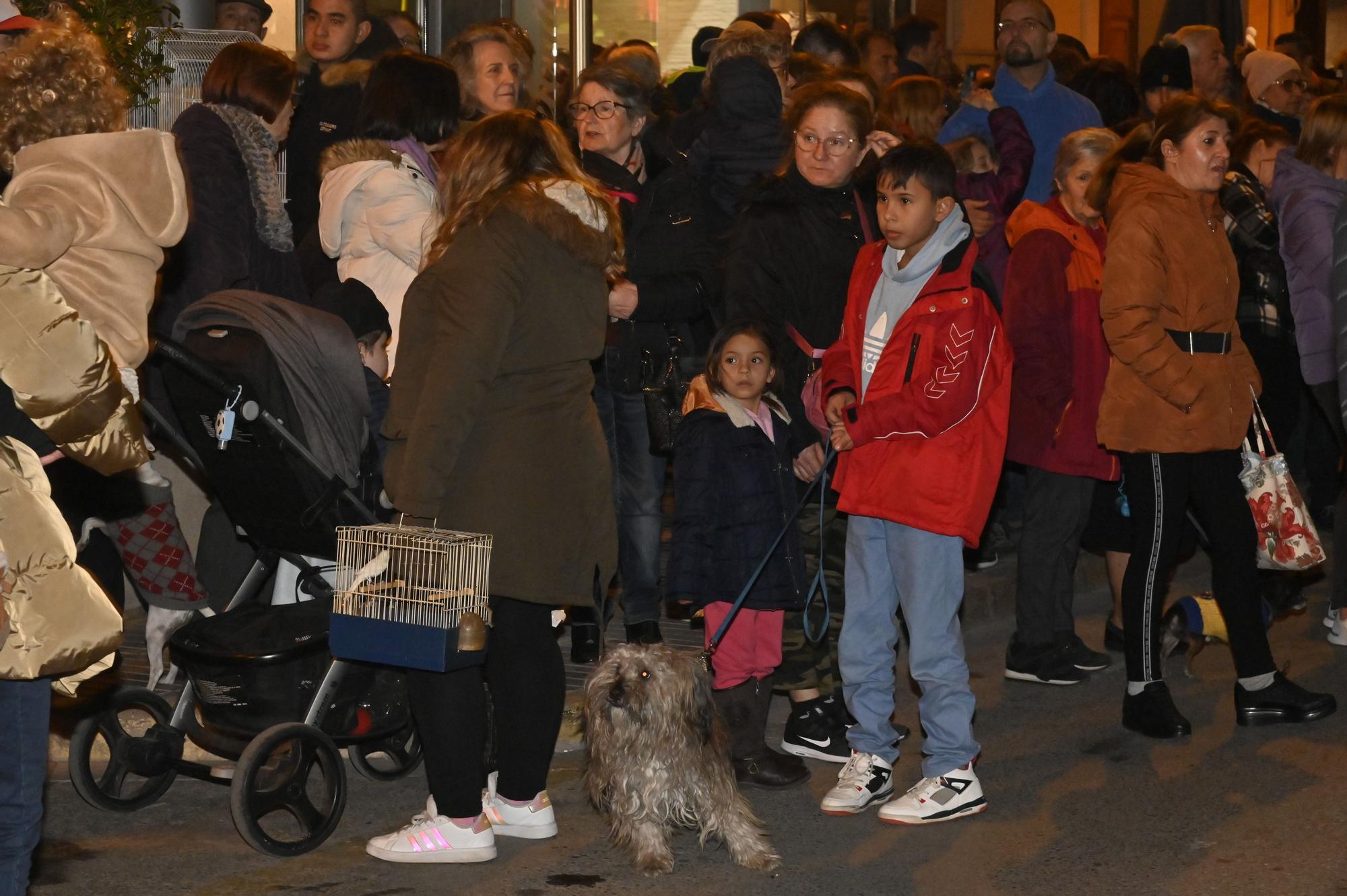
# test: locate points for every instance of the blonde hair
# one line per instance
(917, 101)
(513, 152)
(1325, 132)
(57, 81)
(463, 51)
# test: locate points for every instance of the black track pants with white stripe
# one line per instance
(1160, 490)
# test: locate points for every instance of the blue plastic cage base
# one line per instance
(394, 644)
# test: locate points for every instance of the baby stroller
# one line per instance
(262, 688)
::::
[Work required]
Reproduce all of the rows above verbatim, leaving out the pictures.

[Response below]
# test: locate points for every instance of the blonde hair
# one line per instance
(917, 101)
(513, 152)
(1325, 132)
(57, 81)
(463, 51)
# test: locate points for every instance of the black track pants with white stripe
# one line per instance
(1160, 490)
# test: locate points for every instance of the blue plastic cage base
# one line per instance
(394, 644)
# test: locate points for every instance of the baby stroller
# one line per instance
(262, 688)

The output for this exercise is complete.